◆ **Problem**
State how many lines in the rows below contain the string "What". Give only the number.
<<<<
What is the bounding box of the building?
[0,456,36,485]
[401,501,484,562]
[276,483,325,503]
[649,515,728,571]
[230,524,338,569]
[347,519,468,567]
>>>>
◆ **Output of the exercise**
1